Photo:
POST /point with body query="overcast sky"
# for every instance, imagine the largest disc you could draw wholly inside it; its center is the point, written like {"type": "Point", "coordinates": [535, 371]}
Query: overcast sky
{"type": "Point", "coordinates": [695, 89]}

********************

> **Exercise details**
What you should do is return the records above exactly, leaving nothing out.

> **Answer to this task**
Photo:
POST /point with body query="overcast sky"
# for every instance, imagine the largest disc you could draw wholly inside it; its center is the point, written like {"type": "Point", "coordinates": [535, 371]}
Query: overcast sky
{"type": "Point", "coordinates": [695, 89]}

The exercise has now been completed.